[TASK OBJECTIVE] Copy out every line below that contains the word "cowboy".

[DATA TO PROCESS]
◆ ◆ ◆ ◆

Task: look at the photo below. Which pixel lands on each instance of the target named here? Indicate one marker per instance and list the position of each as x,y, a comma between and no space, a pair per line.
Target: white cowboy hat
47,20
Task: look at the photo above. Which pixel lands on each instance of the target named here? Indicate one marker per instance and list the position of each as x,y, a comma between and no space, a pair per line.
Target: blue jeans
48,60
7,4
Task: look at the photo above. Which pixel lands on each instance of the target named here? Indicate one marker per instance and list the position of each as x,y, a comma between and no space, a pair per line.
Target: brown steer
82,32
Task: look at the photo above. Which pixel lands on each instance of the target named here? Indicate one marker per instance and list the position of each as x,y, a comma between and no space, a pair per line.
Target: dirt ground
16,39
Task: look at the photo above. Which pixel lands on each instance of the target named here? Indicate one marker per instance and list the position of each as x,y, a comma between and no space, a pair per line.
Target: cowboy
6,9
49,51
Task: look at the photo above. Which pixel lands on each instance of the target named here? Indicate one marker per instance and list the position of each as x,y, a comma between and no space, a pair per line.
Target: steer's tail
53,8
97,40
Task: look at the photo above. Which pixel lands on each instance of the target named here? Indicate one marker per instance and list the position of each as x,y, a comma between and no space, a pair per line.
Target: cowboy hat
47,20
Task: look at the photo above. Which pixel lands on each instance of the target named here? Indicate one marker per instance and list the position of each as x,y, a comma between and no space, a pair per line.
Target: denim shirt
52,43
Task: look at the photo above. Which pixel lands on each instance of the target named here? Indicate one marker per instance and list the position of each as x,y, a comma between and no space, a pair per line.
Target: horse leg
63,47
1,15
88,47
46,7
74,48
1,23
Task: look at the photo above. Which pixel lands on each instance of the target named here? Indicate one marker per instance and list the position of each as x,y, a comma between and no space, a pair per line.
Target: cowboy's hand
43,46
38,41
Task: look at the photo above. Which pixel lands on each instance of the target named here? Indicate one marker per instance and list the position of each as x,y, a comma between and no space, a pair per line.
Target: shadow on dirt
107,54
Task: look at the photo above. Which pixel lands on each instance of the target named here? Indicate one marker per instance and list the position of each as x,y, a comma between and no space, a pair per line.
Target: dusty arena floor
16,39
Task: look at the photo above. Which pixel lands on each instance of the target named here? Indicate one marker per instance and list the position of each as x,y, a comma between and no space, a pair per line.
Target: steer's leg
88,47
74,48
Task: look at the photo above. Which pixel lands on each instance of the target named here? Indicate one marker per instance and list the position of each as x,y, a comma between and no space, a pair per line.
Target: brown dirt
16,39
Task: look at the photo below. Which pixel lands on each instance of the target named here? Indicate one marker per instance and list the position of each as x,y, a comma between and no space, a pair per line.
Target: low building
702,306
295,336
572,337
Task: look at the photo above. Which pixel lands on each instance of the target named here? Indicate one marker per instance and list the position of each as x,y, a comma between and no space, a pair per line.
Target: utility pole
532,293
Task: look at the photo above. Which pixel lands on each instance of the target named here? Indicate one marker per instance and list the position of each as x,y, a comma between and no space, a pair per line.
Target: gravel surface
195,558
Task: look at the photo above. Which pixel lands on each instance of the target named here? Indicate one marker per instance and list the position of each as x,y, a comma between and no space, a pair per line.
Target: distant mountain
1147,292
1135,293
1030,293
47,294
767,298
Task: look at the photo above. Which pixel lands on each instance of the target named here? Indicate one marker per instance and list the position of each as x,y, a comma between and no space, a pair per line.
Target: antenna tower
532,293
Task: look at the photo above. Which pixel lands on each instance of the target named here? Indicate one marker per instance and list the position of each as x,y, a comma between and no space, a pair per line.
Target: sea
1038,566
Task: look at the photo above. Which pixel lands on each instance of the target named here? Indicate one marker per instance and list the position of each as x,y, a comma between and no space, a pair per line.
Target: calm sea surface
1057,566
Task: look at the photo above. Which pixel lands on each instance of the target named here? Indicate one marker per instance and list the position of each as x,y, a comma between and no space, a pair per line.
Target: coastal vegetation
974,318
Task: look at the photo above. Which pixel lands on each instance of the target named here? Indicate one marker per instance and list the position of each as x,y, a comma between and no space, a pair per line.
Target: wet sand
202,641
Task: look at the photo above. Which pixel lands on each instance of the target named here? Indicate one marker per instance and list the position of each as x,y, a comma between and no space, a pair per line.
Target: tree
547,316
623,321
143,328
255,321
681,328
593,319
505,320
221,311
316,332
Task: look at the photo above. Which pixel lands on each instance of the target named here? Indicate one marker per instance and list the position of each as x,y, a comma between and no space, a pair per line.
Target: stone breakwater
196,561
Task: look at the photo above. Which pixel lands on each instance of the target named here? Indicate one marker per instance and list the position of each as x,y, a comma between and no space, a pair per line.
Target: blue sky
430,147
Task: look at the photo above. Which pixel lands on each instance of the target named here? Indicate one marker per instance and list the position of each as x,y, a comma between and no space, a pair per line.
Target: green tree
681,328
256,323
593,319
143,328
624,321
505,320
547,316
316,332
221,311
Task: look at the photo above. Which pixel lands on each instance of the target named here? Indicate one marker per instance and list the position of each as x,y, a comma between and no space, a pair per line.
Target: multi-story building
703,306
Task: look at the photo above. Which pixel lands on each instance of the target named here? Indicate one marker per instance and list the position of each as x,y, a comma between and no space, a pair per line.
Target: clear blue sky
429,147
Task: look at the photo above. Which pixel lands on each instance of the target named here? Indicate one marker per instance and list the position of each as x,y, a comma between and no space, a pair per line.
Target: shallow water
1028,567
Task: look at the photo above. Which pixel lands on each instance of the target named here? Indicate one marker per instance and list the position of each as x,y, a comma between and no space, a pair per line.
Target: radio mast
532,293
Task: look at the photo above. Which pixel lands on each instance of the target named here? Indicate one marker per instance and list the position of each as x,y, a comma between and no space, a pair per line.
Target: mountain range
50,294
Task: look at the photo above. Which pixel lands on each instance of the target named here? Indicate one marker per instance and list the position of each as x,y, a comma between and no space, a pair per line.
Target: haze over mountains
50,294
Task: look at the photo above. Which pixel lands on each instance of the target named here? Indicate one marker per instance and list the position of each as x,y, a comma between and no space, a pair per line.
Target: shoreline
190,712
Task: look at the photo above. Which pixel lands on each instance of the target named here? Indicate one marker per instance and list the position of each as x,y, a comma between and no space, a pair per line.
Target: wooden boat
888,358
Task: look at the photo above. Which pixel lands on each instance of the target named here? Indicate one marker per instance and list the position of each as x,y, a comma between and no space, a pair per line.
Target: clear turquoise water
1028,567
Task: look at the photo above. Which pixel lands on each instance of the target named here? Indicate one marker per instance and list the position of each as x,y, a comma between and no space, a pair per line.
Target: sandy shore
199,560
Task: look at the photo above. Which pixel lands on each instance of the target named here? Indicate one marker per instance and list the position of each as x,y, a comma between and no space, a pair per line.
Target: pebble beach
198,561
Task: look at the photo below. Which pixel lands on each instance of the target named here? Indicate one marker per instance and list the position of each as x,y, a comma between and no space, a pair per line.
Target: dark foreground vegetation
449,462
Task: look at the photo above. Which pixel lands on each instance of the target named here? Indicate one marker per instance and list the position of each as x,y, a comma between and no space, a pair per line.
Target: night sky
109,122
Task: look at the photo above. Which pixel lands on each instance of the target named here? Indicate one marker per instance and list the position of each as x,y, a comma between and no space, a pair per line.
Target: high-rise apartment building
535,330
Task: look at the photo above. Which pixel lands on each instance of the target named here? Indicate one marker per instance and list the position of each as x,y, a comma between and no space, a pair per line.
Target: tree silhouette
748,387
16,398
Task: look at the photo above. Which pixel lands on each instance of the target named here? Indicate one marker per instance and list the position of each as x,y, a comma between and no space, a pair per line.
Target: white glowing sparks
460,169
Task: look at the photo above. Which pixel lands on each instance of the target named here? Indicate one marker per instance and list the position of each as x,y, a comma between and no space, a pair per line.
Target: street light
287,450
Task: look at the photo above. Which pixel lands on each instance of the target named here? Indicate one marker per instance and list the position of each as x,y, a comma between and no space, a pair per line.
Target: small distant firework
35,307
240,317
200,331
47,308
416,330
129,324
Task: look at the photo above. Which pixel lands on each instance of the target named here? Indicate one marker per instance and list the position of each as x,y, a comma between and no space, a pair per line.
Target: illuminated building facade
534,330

◆ ◆ ◆ ◆

[WORKED ANSWER]
Target: white cowboy hat
Target: cowboy
Target: cowboy hat
Target: cowboy's hand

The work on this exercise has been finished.